Mme Annette DUBLED-VACHERON, Présidente de chambre

Mme Virginie THEUIL-DIF, Conseiller

M. François KHEITMI, Magistrat Honoraire

En présence de : Mme Cécile CHEBANCE greffier, lors de l'appel des cause et de Mme Marlène BERTHET, Greffier, lors du prononcé

ENTRE :

S.A.S. GRIM AUTO

N° SIRET : 338 .79 2.5 75

ayant son siège social [Adresse 4]

[Localité 3]

Représentant : Me Maud VIAN de la SCP TREINS-POULET-VIAN ET ASSOCIÉS, avocat au barreau de CLERMONT-FERRAND

Représentant : Me Frédéric GUIZARD de la SELARL GDG, avocat au barreau de MONTPELLIER

APPELANTE

ET :

M. [F] [G] [N] [W]

né le 11 février 1974 à [Localité 8] (21)

demeurant [Adresse 2]

[Localité 5]

Représentant : Me Jean-paul GUINOT, avocat au barreau de CLERMONT-FERRAND

S.A.S. FMC AUTOMOBILES - FORD FRANCE immatriculée au RCS de NANTERRE, prise en la personne de son représentant légal en exercice.

Dont le siège social est au : [Adresse 1]

[Localité 6]

Représentant : Me Olivier FRANCOIS de la SCP BERNARD-FRANCOIS, avocat au barreau de CLERMONT-FERRAND

Représentant : Me Gilles SERREUILLE de la SELARL Cabinet SERREUILLE, avocat au barreau de PARIS

INTIMÉS

DEBATS : A l'audience publique du 20 Mars 2024 Madame DUBLED-VACHERON a fait le rapport oral de l'affaire, avant les plaidoiries, conformément aux dispositions de l'article 785 du CPC. La Cour a mis l'affaire en délibéré au 10 Juillet 2024.

• _DONNÉES BRUTES_

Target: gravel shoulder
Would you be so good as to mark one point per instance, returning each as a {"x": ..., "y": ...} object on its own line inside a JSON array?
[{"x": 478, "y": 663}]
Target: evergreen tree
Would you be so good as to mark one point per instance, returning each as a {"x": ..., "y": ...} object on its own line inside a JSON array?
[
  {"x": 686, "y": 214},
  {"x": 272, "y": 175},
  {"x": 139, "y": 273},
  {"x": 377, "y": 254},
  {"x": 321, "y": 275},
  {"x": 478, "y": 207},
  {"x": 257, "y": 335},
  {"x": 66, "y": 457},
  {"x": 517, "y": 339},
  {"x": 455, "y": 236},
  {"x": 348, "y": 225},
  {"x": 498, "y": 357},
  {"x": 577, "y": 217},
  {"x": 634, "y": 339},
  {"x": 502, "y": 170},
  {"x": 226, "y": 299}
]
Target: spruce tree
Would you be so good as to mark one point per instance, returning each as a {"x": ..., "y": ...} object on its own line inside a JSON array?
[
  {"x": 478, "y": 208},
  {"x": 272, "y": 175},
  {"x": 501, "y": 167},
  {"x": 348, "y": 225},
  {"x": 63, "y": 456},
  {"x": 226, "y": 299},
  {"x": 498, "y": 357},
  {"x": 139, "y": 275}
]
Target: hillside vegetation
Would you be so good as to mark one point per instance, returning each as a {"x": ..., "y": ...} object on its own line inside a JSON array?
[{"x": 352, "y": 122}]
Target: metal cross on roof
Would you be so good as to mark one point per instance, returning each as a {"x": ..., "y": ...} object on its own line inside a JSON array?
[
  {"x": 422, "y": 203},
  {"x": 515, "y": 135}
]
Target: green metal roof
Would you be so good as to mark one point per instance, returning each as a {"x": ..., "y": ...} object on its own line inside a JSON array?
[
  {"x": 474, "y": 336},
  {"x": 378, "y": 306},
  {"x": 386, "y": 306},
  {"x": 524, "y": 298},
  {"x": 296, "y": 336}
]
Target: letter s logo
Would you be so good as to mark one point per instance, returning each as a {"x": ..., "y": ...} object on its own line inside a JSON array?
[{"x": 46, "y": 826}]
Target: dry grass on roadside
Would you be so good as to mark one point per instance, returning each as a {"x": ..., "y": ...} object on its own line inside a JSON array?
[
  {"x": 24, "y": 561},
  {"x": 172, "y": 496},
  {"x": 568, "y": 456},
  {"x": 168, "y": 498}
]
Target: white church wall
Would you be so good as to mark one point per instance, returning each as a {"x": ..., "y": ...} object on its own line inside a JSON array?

• _CONSIGNES_
a) Reproduisez fidèlement le passage de l'extrait de l'arrêt d'appel qui va de « Représentant : Me Olivier » jusqu'à « 10 Juillet 2024. ».
b) Poursuivez la rédaction de l'extrait de l'arrêt d'appel à partir de l'endroit où il s'arrête.

• _RÉSULTATS_
a)
Représentant : Me Olivier FRANCOIS de la SCP BERNARD-FRANCOIS, avocat au barreau de CLERMONT-FERRAND

Représentant : Me Gilles SERREUILLE de la SELARL Cabinet SERREUILLE, avocat au barreau de PARIS

INTIMÉS

DEBATS : A l'audience publique du 20 Mars 2024 Madame DUBLED-VACHERON a fait le rapport oral de l'affaire, avant les plaidoiries, conformément aux dispositions de l'article 785 du CPC. La Cour a mis l'affaire en délibéré au 10 Juillet 2024.

b)
ARRET :

Prononcé publiquement le 10 Juillet 2024, arrêt initialement prévu pour le 22 mai 2024, prorogé au 12 juin 2024, au 26 juin 2024 et au 10 juillet 2024 par mise à disposition au greffe de la Cour, les parties en ayant été préalablement avisées dans les conditions prévues au deuxième alinéa de l'article 450 du code de procédure civile ;

Signé par Mme Annette DUBLED-VACHERON, Présidente de chambre, et par Mme Marlène BERTHET, Greffier, auquel la minute de la décision a été remise par le magistrat signataire.

Suivant bon de commande du 30 juin 2020, M. [F] [W] a acquis auprès de la SA GRIM AUTO, concessionnaire Ford, un véhicule de marque Ford modèle Kuga pour la somme de 33.928 euros.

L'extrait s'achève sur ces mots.